The task
Your output should be the line with "Which region of the image above contains the framed" plus all following lines to the end of the records, exactly as written and nothing more.

(Saved entries)
-- -- --

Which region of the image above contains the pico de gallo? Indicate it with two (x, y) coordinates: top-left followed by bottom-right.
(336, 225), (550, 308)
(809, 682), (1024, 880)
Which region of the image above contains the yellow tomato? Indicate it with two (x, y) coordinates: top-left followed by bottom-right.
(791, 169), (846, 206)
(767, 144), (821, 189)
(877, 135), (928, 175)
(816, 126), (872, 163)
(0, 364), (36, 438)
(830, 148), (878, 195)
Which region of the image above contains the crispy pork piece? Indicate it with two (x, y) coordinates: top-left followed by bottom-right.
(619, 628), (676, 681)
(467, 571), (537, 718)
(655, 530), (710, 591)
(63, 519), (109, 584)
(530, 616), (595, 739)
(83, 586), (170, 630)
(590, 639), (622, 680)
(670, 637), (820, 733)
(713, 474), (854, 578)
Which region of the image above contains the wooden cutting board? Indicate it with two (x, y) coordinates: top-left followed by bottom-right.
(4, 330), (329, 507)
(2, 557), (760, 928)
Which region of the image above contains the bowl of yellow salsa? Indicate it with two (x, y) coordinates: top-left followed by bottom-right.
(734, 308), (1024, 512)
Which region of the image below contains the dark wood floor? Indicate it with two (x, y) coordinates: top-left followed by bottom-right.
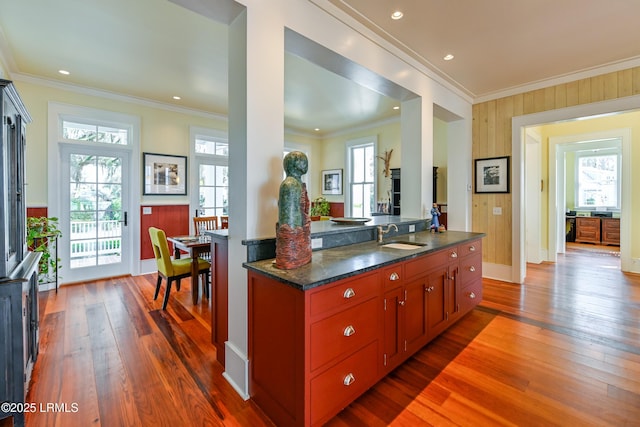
(24, 245), (639, 426)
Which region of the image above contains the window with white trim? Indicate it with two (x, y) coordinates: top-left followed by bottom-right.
(575, 148), (620, 209)
(346, 137), (376, 217)
(194, 133), (228, 217)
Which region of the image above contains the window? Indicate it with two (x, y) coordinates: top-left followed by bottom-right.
(346, 137), (376, 217)
(193, 131), (228, 217)
(63, 120), (129, 145)
(576, 149), (620, 209)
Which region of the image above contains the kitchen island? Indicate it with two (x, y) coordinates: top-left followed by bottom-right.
(244, 229), (485, 427)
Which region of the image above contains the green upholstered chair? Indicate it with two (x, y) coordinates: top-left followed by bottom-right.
(148, 227), (211, 310)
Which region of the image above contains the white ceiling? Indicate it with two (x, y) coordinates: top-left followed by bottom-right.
(1, 0), (639, 135)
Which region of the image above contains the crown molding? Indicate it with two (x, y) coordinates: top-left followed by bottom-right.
(473, 56), (640, 104)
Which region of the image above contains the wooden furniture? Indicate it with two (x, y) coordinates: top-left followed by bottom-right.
(391, 168), (400, 215)
(575, 216), (620, 246)
(575, 217), (601, 244)
(209, 233), (228, 365)
(248, 237), (482, 427)
(167, 233), (213, 303)
(0, 78), (39, 427)
(194, 216), (218, 234)
(149, 228), (210, 309)
(601, 218), (620, 245)
(220, 216), (229, 229)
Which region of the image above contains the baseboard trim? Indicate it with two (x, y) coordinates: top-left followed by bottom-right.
(223, 340), (250, 400)
(482, 262), (514, 283)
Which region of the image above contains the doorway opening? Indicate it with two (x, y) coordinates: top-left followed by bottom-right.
(512, 95), (640, 283)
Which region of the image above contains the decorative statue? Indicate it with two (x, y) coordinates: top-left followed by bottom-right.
(430, 202), (442, 232)
(275, 151), (311, 269)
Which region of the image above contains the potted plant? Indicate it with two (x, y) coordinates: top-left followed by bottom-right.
(27, 216), (62, 284)
(309, 196), (331, 220)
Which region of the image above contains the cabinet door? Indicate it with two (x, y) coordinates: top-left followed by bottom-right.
(426, 266), (449, 340)
(383, 287), (404, 371)
(404, 277), (428, 354)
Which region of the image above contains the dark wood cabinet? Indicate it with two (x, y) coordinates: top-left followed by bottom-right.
(0, 79), (39, 427)
(575, 216), (620, 246)
(601, 218), (620, 246)
(391, 168), (400, 215)
(575, 217), (601, 244)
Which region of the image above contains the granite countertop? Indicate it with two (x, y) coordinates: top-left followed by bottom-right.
(244, 230), (485, 291)
(242, 215), (425, 246)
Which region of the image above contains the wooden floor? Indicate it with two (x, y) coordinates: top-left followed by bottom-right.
(24, 245), (639, 426)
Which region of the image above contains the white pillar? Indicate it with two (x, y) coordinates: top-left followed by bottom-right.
(401, 97), (433, 218)
(225, 3), (285, 398)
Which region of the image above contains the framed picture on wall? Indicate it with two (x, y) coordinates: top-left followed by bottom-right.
(143, 152), (187, 195)
(322, 169), (342, 195)
(475, 156), (510, 193)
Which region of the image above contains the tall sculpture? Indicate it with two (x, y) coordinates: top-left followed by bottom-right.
(275, 151), (311, 269)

-- -- --

Answer section
Which region of the image above contains the framed picture on wall? Indicate it with two (x, y) coordinates: top-left followed by bottom-right.
(143, 152), (187, 195)
(322, 169), (342, 195)
(475, 156), (510, 193)
Which region of the image above contains the tall sculpture? Indicate it with two (x, y) coordinates: top-left followed by bottom-right.
(275, 151), (311, 269)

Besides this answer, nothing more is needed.